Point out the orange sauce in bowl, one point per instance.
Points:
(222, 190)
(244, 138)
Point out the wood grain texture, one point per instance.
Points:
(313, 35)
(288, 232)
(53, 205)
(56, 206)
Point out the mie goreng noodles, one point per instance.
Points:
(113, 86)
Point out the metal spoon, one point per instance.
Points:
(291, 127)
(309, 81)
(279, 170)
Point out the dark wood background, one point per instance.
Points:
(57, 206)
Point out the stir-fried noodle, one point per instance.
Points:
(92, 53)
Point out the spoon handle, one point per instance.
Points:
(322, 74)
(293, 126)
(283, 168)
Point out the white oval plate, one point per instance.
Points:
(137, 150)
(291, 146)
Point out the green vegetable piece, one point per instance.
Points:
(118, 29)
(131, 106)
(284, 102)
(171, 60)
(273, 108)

#####

→ What you are asked to do:
Each line of the material that includes the string "wood" is to be counted; give only the final number.

→ Expected output:
2